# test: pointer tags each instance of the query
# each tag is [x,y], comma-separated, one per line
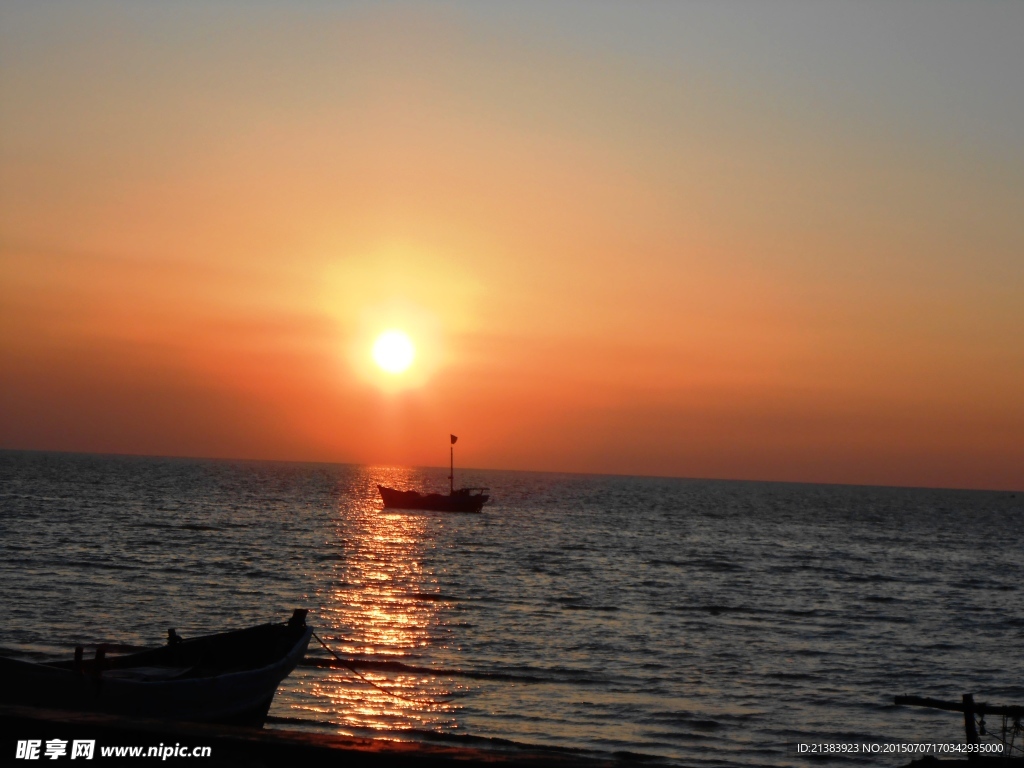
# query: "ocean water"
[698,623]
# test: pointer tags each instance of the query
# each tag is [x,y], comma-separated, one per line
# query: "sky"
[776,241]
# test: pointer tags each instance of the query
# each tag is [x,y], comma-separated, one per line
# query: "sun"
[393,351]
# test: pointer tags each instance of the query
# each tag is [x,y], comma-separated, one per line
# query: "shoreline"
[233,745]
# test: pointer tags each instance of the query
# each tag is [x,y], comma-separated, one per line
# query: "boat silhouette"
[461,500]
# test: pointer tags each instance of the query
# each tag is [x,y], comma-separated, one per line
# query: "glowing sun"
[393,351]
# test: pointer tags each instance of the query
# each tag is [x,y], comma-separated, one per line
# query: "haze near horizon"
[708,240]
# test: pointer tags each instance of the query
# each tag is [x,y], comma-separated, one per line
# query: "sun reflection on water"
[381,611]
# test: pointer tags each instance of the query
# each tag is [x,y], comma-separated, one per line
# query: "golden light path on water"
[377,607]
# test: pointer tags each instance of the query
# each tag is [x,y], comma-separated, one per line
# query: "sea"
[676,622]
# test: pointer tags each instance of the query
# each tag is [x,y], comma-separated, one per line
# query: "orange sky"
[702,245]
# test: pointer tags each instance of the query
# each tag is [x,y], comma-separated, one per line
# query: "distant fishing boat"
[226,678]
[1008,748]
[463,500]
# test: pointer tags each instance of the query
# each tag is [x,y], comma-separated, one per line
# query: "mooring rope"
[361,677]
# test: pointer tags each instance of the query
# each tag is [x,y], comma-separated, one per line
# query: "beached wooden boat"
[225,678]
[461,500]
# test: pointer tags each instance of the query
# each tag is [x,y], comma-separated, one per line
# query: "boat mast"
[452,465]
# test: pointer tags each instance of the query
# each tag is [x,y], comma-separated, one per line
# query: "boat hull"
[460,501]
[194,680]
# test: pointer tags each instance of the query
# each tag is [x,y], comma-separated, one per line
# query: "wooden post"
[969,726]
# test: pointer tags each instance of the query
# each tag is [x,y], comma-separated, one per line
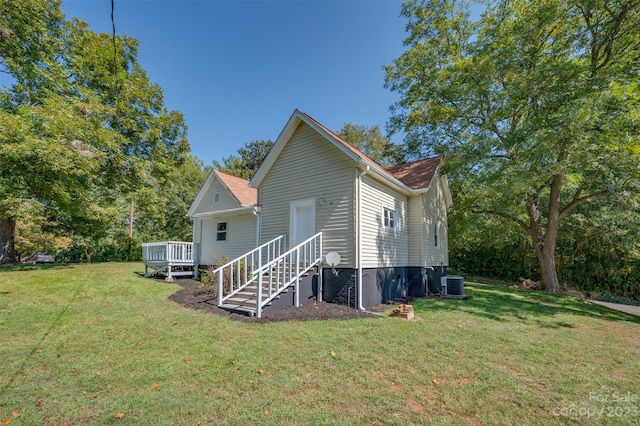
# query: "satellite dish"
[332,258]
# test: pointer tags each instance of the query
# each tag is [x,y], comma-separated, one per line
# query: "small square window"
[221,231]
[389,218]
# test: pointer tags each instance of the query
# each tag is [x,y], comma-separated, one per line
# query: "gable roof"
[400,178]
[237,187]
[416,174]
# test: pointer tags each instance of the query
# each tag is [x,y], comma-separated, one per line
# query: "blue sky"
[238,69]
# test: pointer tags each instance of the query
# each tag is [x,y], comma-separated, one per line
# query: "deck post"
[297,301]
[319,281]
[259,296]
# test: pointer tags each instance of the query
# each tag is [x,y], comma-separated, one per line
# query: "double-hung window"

____

■ **Task requirements**:
Restate the whole listing word for word. Omit the pictures.

■ **Final answer**:
# test: pointer tags each instance of the query
# each tag is [x,y], comma-separated, one per line
# query: "ocean water"
[698,623]
# test: pointer tags each instance of the query
# each tag is [x,y], comma-separated, one per line
# query: "sky"
[776,241]
# test: pointer tags each instance of the query
# each tag is [x,y], comma-separated, one per line
# query: "sun"
[393,351]
# test: pointer tags each instance of the query
# each tag is [x,y], comma-separated, one per line
# query: "shoreline"
[233,745]
# test: pointer tags each instance of the query
# each tag is [x,y], comma-separated, one per line
# query: "boat silhouette"
[461,500]
# test: pointer tags each instance of the query
# each tag is [x,y], comma-separated, one per line
# query: "glowing sun"
[393,351]
# test: pointer tags each instance of the query
# each tag is [x,y], comma-separated, one per line
# query: "haze near horizon"
[708,240]
# test: pointer tags each instance of the query
# each tag is [x,y], comma-separated, one per line
# query: "sun reflection on water"
[381,611]
# test: pointer tags each instance of the query
# each tag is [x,y], comma-separated, one per line
# query: "golden light path on water"
[377,607]
# test: pointer tags each instance of the query
# each tag is [x,y], comma-separated, one per line
# query: "sea"
[676,622]
# test: pointer tags each instance of the query
# each tag is [x,y], comma-separated, one per line
# query: "orange sky"
[702,245]
# test: pointer tags each instance of the query
# each tag is [x,y], comma-separated, one per line
# query: "distant fishing boat"
[226,678]
[1008,748]
[463,500]
# test: pointer tags each instance of the query
# each tag is [x,y], comma-separated, one per line
# query: "mooring rope"
[361,677]
# test: pointer tags each instance of the query
# each tag is [x,y], comma-separated, one per line
# query: "beached wooden boat"
[225,678]
[461,500]
# test: pointer tags each instance of the query
# each tag is [x,y], comma-separated, one per line
# query: "boat mast"
[452,465]
# test: pointer tags each instance of the query
# each tag is [x,y], comma-separated, one per line
# query: "boat hull"
[460,501]
[194,680]
# test: pointer tags each instance of the query
# each tag is [x,y], comma-separated, one per line
# query: "wooden post"
[969,726]
# test: pointer tags each instance of the query
# each tag is [x,y], comma-separated, one per line
# query: "satellite dish"
[332,258]
# test: pointer tags each instance of the query
# each tag is [x,y], comma-separated, one per line
# query: "small square window"
[221,231]
[389,218]
# test: pointer tags each instance of the query
# each tag is [x,y], comma-separated, one per line
# query: "gable roof"
[400,178]
[237,187]
[416,174]
# test: pointer tags each instance of the query
# each tag is [x,y], comma-separated, one per line
# query: "blue sky"
[238,69]
# test: pointer tags each instance of the query
# each tag is [x,y], comma-separated, one per line
# query: "deck post"
[297,301]
[319,281]
[259,296]
# test: pointer tags each instance of the query
# each tag is [x,y], comma-separated, one per line
# query: "double-hung window"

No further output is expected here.